Each record below must be reproduced exactly as it reads, with its images omitted.
INPUT DATA section start
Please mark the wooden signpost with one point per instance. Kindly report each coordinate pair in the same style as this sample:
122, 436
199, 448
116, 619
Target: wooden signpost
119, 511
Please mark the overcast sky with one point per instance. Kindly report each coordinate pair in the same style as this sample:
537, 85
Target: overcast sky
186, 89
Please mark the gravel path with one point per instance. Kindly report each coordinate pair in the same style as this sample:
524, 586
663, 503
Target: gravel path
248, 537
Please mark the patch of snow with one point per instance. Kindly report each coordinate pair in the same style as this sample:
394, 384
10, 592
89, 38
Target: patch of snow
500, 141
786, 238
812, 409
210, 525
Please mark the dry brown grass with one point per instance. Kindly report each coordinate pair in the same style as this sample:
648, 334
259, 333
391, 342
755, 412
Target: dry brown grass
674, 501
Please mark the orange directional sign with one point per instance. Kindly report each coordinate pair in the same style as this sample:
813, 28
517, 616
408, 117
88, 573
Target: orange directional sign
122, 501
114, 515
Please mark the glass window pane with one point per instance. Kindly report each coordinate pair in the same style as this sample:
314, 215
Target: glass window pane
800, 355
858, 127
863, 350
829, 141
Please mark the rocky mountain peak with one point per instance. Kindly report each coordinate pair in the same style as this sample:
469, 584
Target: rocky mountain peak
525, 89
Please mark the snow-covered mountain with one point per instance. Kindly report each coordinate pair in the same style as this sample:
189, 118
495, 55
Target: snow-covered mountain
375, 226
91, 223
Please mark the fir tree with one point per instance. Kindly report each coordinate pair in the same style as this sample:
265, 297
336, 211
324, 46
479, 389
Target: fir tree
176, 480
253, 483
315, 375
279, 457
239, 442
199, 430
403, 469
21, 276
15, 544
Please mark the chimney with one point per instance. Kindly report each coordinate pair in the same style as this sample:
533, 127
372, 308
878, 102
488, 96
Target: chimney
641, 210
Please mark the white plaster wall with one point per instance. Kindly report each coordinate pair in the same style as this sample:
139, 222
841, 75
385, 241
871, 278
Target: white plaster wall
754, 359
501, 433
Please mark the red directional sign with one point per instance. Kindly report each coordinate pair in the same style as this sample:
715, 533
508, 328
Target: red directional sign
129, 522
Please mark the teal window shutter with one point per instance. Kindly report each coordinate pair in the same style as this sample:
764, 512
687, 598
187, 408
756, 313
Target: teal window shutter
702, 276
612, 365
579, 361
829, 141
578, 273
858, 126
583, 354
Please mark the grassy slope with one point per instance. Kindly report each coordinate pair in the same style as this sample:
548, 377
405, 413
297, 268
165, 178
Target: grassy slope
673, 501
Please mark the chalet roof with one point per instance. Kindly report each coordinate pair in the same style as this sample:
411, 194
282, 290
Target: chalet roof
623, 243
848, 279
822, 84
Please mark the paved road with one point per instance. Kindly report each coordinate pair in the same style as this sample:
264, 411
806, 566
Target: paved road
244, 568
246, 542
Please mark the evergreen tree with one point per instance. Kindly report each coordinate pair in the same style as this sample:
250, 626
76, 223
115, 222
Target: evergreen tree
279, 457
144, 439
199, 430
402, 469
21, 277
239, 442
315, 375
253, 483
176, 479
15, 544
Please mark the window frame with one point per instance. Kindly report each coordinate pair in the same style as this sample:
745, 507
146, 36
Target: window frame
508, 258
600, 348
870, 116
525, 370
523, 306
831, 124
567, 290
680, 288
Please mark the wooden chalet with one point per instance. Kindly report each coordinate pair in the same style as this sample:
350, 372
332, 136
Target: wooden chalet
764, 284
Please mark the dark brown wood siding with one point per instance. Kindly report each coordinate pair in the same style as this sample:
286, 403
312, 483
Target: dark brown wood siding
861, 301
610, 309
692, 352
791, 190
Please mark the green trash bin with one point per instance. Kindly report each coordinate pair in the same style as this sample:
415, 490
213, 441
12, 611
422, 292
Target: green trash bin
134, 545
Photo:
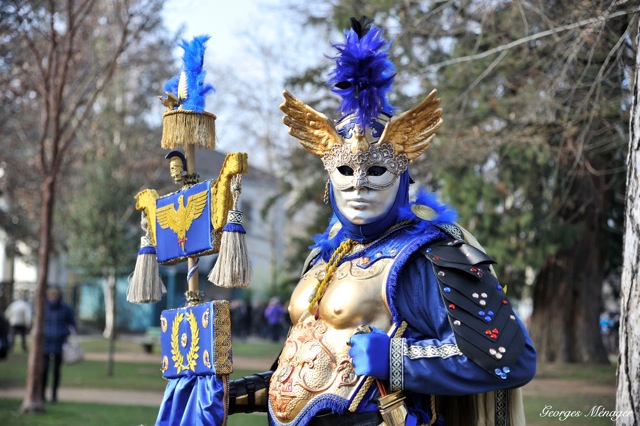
INPUT DATA section end
*FINISHED EXERCISE:*
Please mark the wooden signpost with one point per instance. Kindly report each coordinate pair in the same style as this sample:
122, 436
199, 448
116, 619
Target: wooden signpost
119, 511
Please mark the overcast sky with one point per instance. Kindly report each coordinate pair in the same style as this sample:
537, 85
Target: overcast sky
186, 89
Please mark the gravel path with one point per instance. Kindly report each coordinate pair in the same style as this sample:
524, 586
663, 503
Target: gravel path
248, 537
Please mark the patch of snow with one point per instance. Kindly report each coordinate pair in the same style as this sample:
394, 384
10, 592
89, 38
Target: patch of snow
500, 141
786, 238
812, 409
210, 525
Please mark the dry brown grass with one point per instance. Kindly report each coordinate pair in the same style as this sample:
648, 334
259, 333
391, 342
755, 412
Target: dry brown grass
674, 501
Please mark the orange directional sign with one point per instance. Kindly report each coordinate pair in the same style as this sample:
813, 28
517, 616
408, 117
88, 573
Target: orange directional sign
122, 501
114, 515
Please mark the glass window pane with one point per instance. Kindly report each coordinate pair in the same style as this sample:
314, 215
Target: glass window pane
800, 355
858, 127
863, 350
829, 141
Please mark the rocky mountain peak with one point per instance. Kindly report each coordinate pair in the same style as this sample:
469, 584
Target: rocky mountain peak
525, 89
Please mark the snow-covered mountain with one point per instance. Kindly report each coordinate pair in the same style as this sample:
189, 118
495, 55
Target: snow-covered mountain
375, 226
91, 223
Please mark the fir tree with one point per instance. Kindly report each coordinate pair in the same style as this sample:
265, 297
336, 211
324, 46
479, 389
Target: fir tree
176, 480
253, 483
315, 375
279, 457
239, 442
199, 430
403, 469
21, 276
15, 544
Please mark the chimney with one point per instance. Kindly report each coordinate pair in the same style as this sample:
533, 127
372, 308
878, 102
488, 96
Target: chimney
641, 210
Please mark the white plaster wall with one point per instance. Kindly report each coordinate pair in the same style as this sample:
139, 222
841, 75
385, 241
871, 278
Target: white plaster wall
754, 359
501, 433
Please mark the red directional sign with one point per instance. Kindly report each coordinate pair in the same style as this sample:
715, 533
508, 328
Target: red directional sign
129, 522
Please mark the teal window shutter with one point per instance. Kindly report each coordinate pair in the same style as this sample:
764, 512
687, 598
187, 408
756, 313
Target: teal window shutter
702, 276
612, 365
579, 361
829, 141
578, 273
858, 126
583, 354
Please mark the grassy slope with one point per instance. Kindly report each coordinate pair in the same style as this sample:
548, 377
405, 413
297, 268
165, 178
Target: grassy slope
673, 501
Please mark the chalet roof with one point per instance. Kindly report each coordinate pair in the same style as this sample:
411, 194
282, 290
Target: chalet roof
623, 243
848, 279
822, 84
Please mark the paved road with one point per instance. Kindly report each coordinate pair in the same style as this sample:
264, 411
806, 566
Target: paved road
244, 568
246, 542
Please mark the evergreen tree with one point per instance. Kindly report each coordinate pair in the same style as this sample:
250, 626
76, 223
115, 222
Target: evergreen tree
279, 457
144, 439
199, 430
402, 469
21, 277
239, 442
315, 375
253, 483
176, 479
15, 544
Please mark the window frame with one point per instance. Kindly report each coordinate pair in the same style as this sample:
745, 507
146, 36
Target: window frame
508, 258
600, 348
870, 116
525, 370
523, 306
831, 124
567, 290
680, 288
Please mark the wooden chalet with one point per instance. Kindly report each coordinate pair in the same style as this sample:
350, 372
332, 136
Target: wooden chalet
764, 284
Please mark the dark brown wood siding with one point per instance. Kindly report each coordinate pair in the same style as this sample:
286, 403
312, 483
Target: dark brown wood siding
861, 301
610, 309
692, 352
791, 190
Please mark the green trash bin with one point per instance. Kindly report each coordinate pair in the same style as this sample:
415, 490
213, 441
12, 611
422, 292
Target: green trash bin
134, 545
Photo:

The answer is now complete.